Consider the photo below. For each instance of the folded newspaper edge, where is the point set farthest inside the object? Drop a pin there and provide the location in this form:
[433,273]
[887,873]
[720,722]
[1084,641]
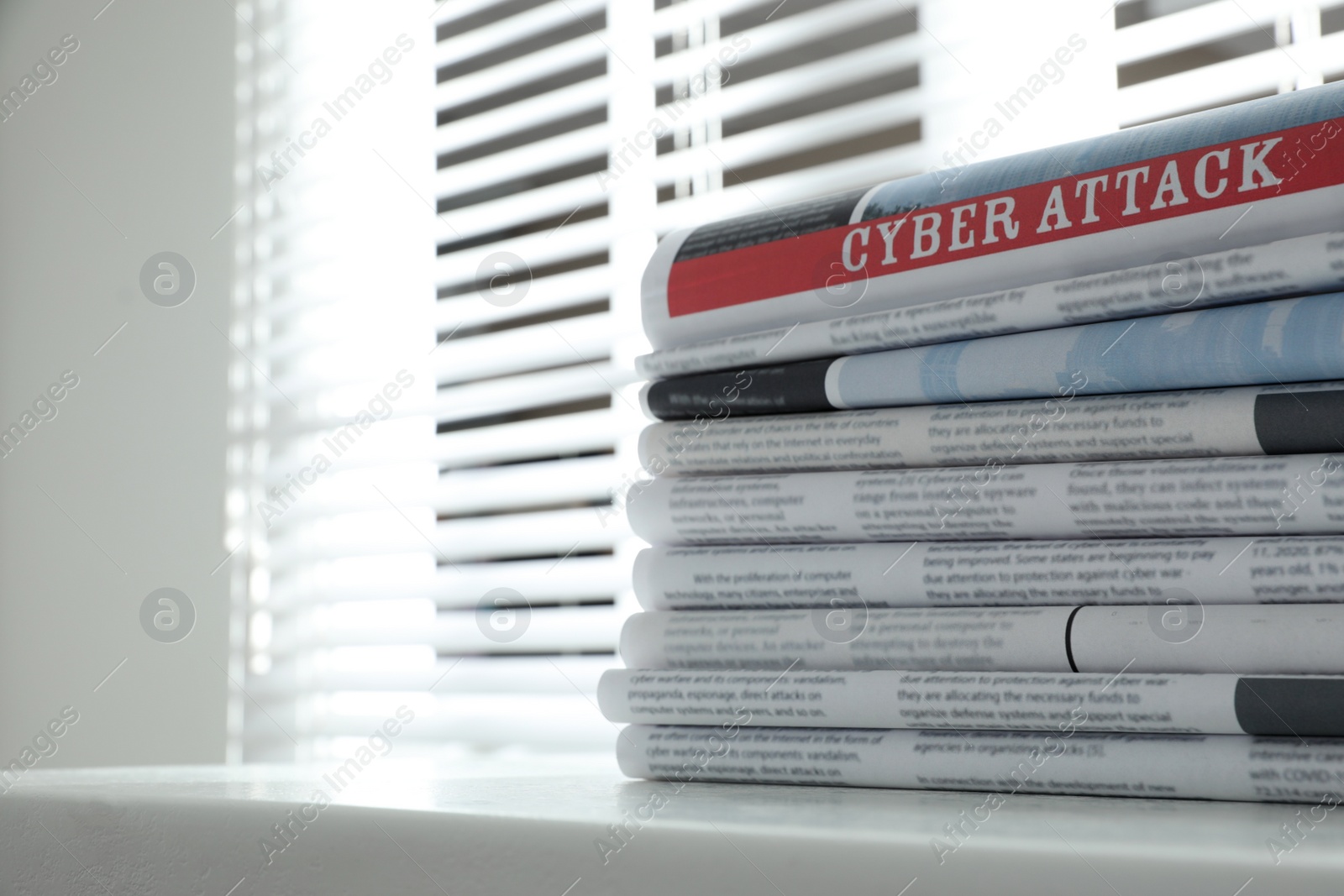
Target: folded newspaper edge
[1168,190]
[1287,340]
[952,574]
[1068,761]
[1210,705]
[1281,268]
[1249,496]
[1221,422]
[1189,637]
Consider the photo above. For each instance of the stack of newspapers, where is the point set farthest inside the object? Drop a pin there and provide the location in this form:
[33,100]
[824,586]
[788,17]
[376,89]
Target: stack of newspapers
[1014,477]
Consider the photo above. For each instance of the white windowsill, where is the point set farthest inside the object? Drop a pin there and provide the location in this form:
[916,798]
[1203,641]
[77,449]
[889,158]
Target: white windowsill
[530,826]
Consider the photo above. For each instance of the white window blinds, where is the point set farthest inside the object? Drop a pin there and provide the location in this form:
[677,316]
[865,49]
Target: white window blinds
[484,230]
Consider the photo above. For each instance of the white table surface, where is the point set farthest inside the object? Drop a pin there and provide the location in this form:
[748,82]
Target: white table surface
[530,825]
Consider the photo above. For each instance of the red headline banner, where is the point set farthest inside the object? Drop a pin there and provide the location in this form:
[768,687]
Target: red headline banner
[1215,176]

**Given problem**
Copy the whole listing above word for word, from the first line to the last, and leave out the picture.

**Problem solution**
Consider the photo below. For each instance of the folded newspaper edge, where is the point set farthest inside the object? Drop a pin there and provide the location in this form:
[433,273]
[887,873]
[720,722]
[1084,641]
Target: folded newspaper edge
[1168,190]
[1287,340]
[952,574]
[1068,761]
[1210,705]
[1281,268]
[1249,496]
[1221,422]
[1189,637]
Consider the photo above. For each instance of the stack of newspapers, where is the point set farthest inside the object? Drop a pin there and provide the location in this form:
[33,100]
[824,586]
[788,17]
[376,89]
Target: stack of newspapers
[1014,477]
Consider the photo above. For each instance of the white windowsill, where is the point set farthest inside the object? Drop a pin there and provide the location in this form:
[916,798]
[1203,641]
[77,449]
[889,158]
Target: white windowsill
[530,826]
Consider the photo above. For each instance of the white window blinds, where is the point set farthest inside the object? Drop a pin there and provide the location in this form:
[677,316]
[865,49]
Target: white window blinds
[484,230]
Consider the photo above. For each instance of the white table surface, where is the point set farthest inside the object? Drop a pin there and provide the location in this form:
[748,82]
Target: white table surface
[530,825]
Consider the photo above. For each instance of the red headline banner, where is the point set farthest inside the object? Drop a pin there and provide the location in this form:
[768,687]
Target: red headline banner
[1215,176]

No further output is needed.